Exercise aim ::
Within the entries below, the lines from the one with "Target: light fixture glass" through the one with "Target: exterior door" are to be set down exactly, both ends kept.

Data records ::
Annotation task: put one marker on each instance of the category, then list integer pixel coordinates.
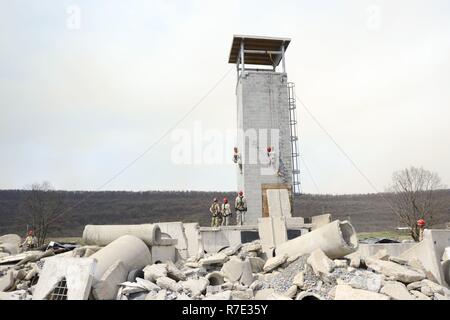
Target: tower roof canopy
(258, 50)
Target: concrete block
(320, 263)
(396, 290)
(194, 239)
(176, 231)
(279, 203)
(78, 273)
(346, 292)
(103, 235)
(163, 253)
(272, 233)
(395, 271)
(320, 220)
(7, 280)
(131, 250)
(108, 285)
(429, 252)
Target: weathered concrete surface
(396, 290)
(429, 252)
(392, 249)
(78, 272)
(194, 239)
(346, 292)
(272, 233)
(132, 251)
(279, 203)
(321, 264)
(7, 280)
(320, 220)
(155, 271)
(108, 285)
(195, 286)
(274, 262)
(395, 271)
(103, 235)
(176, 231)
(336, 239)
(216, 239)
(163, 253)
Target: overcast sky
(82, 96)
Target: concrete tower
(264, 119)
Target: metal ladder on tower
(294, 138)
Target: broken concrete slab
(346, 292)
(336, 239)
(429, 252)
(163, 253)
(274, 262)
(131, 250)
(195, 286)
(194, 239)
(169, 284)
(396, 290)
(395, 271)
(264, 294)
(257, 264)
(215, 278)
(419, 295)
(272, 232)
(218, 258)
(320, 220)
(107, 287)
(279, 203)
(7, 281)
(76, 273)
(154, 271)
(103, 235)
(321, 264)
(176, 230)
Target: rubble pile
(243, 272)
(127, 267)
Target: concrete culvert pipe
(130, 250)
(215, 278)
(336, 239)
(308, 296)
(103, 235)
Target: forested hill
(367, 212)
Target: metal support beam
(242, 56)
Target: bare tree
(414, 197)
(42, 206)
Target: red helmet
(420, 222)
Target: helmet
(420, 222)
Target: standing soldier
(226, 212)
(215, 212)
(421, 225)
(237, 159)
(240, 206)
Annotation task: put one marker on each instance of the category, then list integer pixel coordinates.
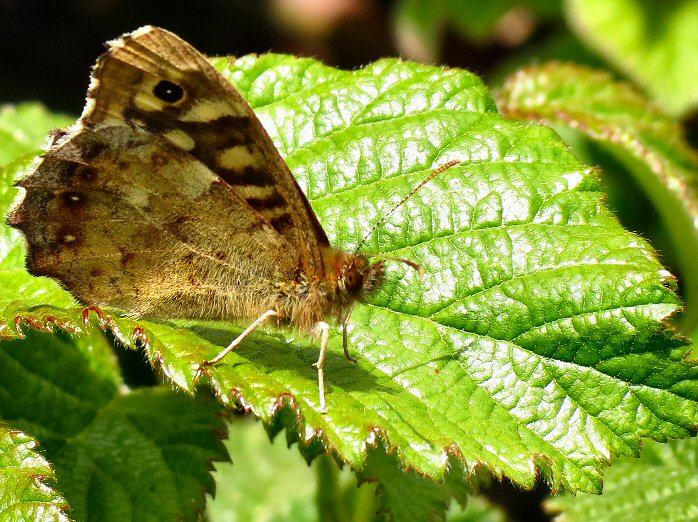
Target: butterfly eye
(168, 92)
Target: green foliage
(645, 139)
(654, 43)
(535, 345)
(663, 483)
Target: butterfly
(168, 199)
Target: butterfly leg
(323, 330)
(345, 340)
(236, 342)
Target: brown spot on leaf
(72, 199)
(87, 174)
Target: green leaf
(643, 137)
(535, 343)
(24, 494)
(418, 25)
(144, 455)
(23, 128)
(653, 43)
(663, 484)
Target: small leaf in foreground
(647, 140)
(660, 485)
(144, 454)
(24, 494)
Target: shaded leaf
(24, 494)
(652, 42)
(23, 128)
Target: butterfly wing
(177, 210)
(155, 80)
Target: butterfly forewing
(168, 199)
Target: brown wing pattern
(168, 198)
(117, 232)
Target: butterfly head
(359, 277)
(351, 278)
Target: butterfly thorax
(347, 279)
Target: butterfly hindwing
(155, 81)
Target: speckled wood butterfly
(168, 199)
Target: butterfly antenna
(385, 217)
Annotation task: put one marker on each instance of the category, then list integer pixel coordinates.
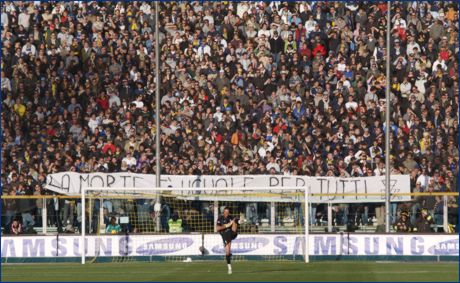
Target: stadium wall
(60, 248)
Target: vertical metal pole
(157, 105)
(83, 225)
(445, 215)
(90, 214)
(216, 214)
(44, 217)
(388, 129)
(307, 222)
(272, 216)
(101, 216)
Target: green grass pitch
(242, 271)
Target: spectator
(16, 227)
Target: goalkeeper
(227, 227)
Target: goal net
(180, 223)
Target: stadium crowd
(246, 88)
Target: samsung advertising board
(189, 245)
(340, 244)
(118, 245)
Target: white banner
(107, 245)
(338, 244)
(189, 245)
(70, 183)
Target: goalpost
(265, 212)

...

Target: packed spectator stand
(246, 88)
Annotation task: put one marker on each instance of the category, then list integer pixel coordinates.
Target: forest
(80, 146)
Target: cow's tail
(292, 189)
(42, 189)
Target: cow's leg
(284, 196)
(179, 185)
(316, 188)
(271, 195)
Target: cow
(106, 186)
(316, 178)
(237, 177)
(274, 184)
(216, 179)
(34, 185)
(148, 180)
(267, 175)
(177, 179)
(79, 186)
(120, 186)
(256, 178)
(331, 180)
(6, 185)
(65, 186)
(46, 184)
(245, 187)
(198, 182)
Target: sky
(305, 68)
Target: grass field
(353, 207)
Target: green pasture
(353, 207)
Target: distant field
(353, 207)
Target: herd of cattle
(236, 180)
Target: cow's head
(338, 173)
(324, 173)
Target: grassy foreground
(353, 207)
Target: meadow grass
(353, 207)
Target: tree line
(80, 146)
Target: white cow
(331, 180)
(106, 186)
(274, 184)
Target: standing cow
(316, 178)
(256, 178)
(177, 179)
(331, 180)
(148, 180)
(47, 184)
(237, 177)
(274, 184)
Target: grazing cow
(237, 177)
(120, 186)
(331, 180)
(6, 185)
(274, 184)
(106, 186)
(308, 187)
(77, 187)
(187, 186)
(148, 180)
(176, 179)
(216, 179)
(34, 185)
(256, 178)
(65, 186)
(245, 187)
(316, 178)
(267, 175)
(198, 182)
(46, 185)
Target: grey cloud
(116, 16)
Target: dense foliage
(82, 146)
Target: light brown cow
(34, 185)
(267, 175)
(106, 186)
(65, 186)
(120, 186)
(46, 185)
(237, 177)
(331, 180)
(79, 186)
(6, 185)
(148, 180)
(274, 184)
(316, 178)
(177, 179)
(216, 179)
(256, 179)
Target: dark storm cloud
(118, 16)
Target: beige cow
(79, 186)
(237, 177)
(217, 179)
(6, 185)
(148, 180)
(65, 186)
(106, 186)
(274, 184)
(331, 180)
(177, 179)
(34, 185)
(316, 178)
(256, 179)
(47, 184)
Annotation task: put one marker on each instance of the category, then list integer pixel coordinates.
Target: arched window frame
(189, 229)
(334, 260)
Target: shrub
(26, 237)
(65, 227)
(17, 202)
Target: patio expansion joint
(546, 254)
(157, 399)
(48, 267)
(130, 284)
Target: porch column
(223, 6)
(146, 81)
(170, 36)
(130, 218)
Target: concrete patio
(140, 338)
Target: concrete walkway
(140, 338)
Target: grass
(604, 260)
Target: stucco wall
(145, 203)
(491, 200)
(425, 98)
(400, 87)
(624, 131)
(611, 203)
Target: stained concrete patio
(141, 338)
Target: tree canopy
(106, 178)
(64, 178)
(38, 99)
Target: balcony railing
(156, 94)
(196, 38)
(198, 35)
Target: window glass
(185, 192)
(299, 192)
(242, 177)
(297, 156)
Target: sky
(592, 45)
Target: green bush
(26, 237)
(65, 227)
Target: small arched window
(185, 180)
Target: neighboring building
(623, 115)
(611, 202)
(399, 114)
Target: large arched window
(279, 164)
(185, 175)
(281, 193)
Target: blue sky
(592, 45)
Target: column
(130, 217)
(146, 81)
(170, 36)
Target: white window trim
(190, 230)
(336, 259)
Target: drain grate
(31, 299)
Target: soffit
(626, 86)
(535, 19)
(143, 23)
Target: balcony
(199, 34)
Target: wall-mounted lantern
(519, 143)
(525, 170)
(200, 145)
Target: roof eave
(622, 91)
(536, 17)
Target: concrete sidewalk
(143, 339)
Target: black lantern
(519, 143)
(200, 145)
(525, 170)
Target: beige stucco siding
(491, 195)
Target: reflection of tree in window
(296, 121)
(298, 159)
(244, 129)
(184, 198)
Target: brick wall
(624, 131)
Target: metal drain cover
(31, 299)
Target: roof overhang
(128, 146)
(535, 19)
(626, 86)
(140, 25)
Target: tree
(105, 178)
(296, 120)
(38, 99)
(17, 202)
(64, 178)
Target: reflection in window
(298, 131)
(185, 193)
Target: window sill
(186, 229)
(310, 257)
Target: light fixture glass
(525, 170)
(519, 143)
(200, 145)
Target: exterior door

Task response ::
Target: light fixture glass
(525, 170)
(519, 143)
(200, 145)
Target: exterior door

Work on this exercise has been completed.